[Reading passage]

Context: To evaluate the necessity of ocular screening in Type 1 diabetes mellitus (DM). Aims: This study aims to investigate the diabetes-related ocular changes according to the glycosylated hemoglobin (HbA1c) level and duration of diabetes in children and compare the results with nondiabetic healthy children. Settings and Design: Observational cross-sectional study designed by ophthalmology and pediatric endocrinology clinics. Subjects and Methods: Forty-two children with Type 1 DM, 42 healthy gender- and age-matched children as controls were enrolled. All patients underwent ophthalmic and physical examination, with a review of medical history and current medication. HbA1c level, best corrected visual acuity, intraocular pressure (IOP), central corneal thickness (CCT), tear break-up time (BUT), Schirmer test, dilated fundus examination findings, central retinal thickness (CRT), and total macular volume (TMV) measurements were noted. Statistical Analysis: Descriptive statistics, Student's t-test, Mann–Whitney U-test, Chi-square test for comparison of the group parameters and correlation analyses (Spearman analysis) were performed with SPSS statistical software 17.0 (SPSS Inc., Chicago, IL, USA). Results: Type 1 DM group exhibited significantly reduced Schirmer test, increased IOP and decreased retinal thickness relative to the age-matched control group (P < 0.05) but no statistically significant difference was found for the BUT (P = 0.182) and for the CCT (P = 0.495). The correlations between the age, duration, HbA1c and IOP, BUT, Schirmer test, TMV, CRT measurements did not reach statistical significance. Conclusions: More frequent screening may be needed for complications, including neuropathy-related dry eye syndrome, IOP changes, and diabetic retinopathy in children with Type 1 DM.

[/Reading passage]
[Entries supplied]

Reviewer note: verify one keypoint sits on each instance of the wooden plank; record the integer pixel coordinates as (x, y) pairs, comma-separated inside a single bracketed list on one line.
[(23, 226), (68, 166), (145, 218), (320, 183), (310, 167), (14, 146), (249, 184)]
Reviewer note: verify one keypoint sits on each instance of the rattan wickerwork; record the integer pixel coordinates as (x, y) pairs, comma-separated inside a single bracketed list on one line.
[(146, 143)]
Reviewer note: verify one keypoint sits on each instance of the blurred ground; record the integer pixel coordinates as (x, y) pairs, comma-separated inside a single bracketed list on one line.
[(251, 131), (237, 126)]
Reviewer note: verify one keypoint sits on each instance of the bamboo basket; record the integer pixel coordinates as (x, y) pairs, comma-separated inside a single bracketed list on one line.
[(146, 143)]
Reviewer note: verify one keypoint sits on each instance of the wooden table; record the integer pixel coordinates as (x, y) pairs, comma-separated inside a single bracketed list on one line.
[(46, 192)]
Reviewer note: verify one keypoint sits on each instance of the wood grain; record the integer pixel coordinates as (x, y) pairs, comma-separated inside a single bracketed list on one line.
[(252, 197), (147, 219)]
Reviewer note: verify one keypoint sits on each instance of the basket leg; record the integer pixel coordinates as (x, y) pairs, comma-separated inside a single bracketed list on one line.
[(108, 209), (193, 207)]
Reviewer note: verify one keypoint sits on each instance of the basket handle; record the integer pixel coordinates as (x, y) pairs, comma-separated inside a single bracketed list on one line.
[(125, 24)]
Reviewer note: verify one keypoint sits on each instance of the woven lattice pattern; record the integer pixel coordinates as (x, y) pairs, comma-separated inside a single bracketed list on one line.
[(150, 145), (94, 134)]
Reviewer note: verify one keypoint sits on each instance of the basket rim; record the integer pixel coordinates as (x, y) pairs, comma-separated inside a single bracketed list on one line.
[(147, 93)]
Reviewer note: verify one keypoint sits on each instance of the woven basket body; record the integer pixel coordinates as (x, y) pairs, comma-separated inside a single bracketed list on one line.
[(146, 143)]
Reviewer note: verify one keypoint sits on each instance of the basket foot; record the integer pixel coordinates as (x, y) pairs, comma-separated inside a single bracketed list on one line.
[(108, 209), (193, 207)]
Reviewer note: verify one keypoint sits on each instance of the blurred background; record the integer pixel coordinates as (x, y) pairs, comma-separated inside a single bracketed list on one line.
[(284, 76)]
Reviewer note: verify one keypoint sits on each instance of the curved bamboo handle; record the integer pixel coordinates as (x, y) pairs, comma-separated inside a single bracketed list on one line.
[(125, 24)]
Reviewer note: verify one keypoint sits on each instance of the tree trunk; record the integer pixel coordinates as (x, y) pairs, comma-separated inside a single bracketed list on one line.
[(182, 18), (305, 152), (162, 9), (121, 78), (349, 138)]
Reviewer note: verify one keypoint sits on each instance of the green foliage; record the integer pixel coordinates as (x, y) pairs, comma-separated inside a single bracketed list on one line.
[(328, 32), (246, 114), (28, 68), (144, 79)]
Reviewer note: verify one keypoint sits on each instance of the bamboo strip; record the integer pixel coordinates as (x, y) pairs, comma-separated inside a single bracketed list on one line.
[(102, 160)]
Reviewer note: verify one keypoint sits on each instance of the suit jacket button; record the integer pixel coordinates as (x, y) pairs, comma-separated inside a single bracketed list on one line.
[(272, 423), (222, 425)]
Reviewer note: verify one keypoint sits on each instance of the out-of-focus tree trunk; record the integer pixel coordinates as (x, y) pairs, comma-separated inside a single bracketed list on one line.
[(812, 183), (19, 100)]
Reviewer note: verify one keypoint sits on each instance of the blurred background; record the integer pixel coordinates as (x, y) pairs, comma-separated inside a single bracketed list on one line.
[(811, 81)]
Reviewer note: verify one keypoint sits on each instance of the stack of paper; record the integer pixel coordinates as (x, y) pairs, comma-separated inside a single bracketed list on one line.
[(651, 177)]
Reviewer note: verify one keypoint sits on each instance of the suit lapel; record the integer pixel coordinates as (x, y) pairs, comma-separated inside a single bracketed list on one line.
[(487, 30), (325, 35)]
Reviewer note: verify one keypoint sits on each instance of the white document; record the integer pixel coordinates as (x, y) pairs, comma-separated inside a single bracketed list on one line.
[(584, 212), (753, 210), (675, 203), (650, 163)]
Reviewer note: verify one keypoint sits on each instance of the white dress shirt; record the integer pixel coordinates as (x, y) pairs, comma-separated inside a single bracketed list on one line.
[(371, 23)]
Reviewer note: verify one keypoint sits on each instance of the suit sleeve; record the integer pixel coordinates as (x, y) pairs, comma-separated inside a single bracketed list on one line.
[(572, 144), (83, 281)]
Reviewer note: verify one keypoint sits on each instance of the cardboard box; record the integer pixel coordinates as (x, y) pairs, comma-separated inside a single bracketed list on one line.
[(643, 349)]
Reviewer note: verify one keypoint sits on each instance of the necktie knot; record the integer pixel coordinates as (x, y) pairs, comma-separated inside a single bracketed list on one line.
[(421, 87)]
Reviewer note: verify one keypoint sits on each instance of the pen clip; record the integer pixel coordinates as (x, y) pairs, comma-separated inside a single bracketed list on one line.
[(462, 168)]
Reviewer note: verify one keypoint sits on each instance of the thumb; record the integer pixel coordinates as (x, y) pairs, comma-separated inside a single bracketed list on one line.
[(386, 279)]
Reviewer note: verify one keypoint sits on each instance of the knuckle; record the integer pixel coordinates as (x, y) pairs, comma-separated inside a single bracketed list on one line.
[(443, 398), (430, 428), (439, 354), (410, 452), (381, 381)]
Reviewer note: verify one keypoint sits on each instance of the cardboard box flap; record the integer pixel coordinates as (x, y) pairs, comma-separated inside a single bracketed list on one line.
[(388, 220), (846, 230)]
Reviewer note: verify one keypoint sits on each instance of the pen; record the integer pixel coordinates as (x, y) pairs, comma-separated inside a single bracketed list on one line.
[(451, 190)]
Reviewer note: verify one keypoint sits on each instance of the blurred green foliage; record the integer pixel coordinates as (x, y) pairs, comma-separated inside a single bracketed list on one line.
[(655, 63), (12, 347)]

[/Entries supplied]

Problem requirements →
Answer these questions about the abstract on ocular changes in children with Type 1 diabetes:
1. How many children with Type 1 DM were enrolled?
2. Which software was used for the statistical analyses?
3. What P value is reported for central corneal thickness (CCT)?

Output below →
1. Forty-two
2. SPSS statistical software 17.0 (SPSS Inc., Chicago, IL, USA)
3. P = 0.495